Exercise task: Report how many lines of the entries contain the string "shirt", treating uppercase and lowercase as different. Give only the number.

Entries from an annotation dataset:
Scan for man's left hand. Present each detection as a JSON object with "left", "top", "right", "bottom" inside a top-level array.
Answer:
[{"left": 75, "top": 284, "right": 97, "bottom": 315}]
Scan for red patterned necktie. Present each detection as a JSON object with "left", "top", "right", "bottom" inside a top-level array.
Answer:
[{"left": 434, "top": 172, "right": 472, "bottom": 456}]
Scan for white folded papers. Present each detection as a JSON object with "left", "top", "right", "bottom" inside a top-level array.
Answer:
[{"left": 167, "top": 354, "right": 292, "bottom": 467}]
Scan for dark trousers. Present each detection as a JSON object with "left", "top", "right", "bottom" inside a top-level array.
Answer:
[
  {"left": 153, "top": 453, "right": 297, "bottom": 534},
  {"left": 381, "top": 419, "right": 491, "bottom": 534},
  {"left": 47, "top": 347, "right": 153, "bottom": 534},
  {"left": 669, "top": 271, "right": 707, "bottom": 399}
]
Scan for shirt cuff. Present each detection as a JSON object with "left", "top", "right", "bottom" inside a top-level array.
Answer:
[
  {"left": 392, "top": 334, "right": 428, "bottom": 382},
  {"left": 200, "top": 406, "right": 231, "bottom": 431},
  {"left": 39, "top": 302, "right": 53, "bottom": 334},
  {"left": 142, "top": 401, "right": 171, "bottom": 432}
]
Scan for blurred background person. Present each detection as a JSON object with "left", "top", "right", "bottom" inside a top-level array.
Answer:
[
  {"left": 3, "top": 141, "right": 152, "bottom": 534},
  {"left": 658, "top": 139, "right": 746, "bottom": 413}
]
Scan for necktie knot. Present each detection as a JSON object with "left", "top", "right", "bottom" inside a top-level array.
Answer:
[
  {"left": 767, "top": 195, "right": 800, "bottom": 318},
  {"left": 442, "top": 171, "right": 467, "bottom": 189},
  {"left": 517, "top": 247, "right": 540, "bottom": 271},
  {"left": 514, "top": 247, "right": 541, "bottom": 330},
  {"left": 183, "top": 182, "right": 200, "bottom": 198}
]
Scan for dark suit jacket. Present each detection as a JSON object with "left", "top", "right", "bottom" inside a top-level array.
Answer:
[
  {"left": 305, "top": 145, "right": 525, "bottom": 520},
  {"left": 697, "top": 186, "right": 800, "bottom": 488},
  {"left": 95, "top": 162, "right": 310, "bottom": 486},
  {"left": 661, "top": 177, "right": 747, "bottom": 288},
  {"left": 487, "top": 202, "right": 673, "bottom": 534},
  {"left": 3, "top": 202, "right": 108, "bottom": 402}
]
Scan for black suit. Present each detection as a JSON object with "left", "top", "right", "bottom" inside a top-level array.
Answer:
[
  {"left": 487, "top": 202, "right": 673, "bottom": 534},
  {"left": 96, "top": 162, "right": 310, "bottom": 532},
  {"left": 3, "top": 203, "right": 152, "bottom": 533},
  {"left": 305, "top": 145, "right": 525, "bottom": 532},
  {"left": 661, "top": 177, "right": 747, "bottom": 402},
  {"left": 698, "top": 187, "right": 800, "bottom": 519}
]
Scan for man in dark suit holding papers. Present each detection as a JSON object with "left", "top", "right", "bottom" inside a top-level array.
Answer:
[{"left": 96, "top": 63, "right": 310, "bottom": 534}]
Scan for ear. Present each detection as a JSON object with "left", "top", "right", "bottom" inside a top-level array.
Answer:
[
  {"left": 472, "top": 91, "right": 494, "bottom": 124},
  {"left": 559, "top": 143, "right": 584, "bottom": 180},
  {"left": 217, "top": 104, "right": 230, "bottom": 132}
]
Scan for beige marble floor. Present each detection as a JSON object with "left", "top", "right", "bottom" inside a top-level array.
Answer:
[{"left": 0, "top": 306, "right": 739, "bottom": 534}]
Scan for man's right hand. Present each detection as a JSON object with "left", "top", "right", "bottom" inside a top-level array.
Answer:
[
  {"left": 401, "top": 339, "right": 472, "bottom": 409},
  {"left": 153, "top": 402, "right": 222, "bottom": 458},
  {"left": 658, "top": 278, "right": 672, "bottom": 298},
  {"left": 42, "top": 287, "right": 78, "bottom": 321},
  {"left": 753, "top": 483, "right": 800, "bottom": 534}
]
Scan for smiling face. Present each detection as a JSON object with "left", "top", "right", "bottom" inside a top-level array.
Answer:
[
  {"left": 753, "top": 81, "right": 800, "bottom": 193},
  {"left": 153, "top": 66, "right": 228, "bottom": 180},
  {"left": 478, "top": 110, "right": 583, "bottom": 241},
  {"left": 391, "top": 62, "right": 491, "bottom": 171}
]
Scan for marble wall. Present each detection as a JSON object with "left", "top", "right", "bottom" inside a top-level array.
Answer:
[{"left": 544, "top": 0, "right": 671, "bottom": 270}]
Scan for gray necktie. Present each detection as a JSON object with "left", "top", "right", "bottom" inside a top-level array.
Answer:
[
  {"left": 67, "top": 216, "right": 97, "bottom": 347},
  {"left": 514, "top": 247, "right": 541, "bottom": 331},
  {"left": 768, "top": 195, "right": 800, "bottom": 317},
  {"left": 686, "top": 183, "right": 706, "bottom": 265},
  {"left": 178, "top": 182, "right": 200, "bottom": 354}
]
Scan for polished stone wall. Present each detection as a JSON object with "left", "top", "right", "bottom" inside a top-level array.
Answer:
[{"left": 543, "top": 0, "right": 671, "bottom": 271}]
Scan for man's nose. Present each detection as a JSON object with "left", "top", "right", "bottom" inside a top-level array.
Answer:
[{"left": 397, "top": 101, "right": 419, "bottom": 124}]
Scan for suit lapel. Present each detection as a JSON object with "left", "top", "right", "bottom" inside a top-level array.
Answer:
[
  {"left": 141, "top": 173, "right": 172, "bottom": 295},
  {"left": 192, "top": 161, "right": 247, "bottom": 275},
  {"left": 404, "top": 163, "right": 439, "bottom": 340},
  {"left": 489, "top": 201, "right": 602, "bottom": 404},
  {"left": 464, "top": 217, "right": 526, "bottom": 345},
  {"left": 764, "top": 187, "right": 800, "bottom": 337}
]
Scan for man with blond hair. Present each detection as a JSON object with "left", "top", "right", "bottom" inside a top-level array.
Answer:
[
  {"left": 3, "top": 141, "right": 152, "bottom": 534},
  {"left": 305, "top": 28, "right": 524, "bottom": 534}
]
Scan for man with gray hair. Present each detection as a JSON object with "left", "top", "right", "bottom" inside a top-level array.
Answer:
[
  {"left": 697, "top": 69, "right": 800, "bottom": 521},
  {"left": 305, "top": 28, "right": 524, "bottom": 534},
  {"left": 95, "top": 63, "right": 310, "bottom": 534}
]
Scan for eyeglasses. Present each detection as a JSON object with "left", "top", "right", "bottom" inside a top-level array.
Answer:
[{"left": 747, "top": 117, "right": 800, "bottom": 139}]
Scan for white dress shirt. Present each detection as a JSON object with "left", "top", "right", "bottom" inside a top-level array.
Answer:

Written solution: 2